** Provided text **

──────────

ObituaryFerenc Kiefer
Ferenc Kiefer, member of the Hungarian Academy of Sciences, professor of the Eötvös Loránd University in Budapest, former President of the Comité International Permanent des Linguistes, and President of the International Pragmatics Association from 1995 to 1999, passed away on November 21, 2020. The linguistic community has lost a particularly kind and helpful colleague and friend and a very competent and versatile partner. Ferenc was one of the most European linguists one can imagine, both in his scientific capacity and his way of life.
It began with his very identity. Ferenc Kiefer, born on 24 May 1931 in Apatin, Yugoslavia, came from the Swabian-German family Kiefer, who had settled in the Hungarian-Serbian borderline area Vojvodina, which for a long time had belonged to Austria and was shaped by this tradition. Little Ferenc thus spent his first couple of years in an environment where Hungarian and Serbian were the everyday dialects around his family home, his parents still sticking to their German tradition. It thus was quite natural for him, that before he had fully developed his mother tongue – which was actually Hungarian – he already knew German as well as some Serbian, which helped him to acquire familiarity with other Slavic languages on later occasions. With this colorful background, characterizing not only his early linguistic environment, but his cultural experience in general, he attended primary school in Budapest, where his parents had moved because of the changes that reordered the Balkans after the First World War. Budapest became in fact Kiefer’s real hometown, to which he returned from wherever he spent periods of his life in between.

──────────

** Information provided **
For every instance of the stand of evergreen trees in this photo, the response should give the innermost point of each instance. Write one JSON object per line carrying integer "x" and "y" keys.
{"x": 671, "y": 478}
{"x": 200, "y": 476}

──────────

** Required work **
(a) Per the Ferenc Kiefer obituary, when and where was he born?
(b) Carry on the Ferenc Kiefer obituary from the point where it stops.
The data comes from a separate source.

** Written answers **
(a) He was born on 24 May 1931 in Apatin, Yugoslavia.

(b)
After finishing graduate school in 1952, he left Budapest to become a student at the University of Szeged, where – besides taking some courses in French and German language and literature – his primary concern was to study mathematics and physics with the inspiring mathematician and logician László Kalmár, who was widely known for his contributions to mathematical logic and informatics and who had just founded a laboratory of cybernetics. Thus Feri, as he was quite naturally called by his friends and colleagues, did not begin his professional career the way one normally expects for a linguist. Instead of following the usual, still fairly conservative path of traditional philology, his interest in the nature and structure of language grew out of two strong and independent sources: first, his intuitive and informed familiarity with various languages of rather different types, and second, the advanced training in modern developments of mathematical logic and the theory of algorithms. This unimposed combination of two quite different capacities made him a highly estimated participant in the field of theoretical linguistics in his country, notably with respect to possibilities for machine translation, which attracted increasing attention during the 1950s and which were supported in Eastern European countries by the Soviet Union. Against this background, the Hungarian Academy of Sciences established a working group in mathematical linguistics with Kiefer as its leading research fellow. As a first approach, this group pursued the set-theoretically based approach proposed by O.S. Kulagina, whose basic idea was a variant of the categorial grammar conceived by Ajdukiewics and taken up later on by Bar Hillel, who, by the way, was one of the prominent guests visiting and encouraging the Budapest research group. As the expectations for practical results in automatic translation became gradually more realistic, the official support for computer-oriented linguistics reduced noticeably – not only in Hungary. Thus, the interest in linguistics returned to the more general and fascinating possibilities and perspectives opened by formal methods in linguistic analysis – the central field of Kiefer’s expertise.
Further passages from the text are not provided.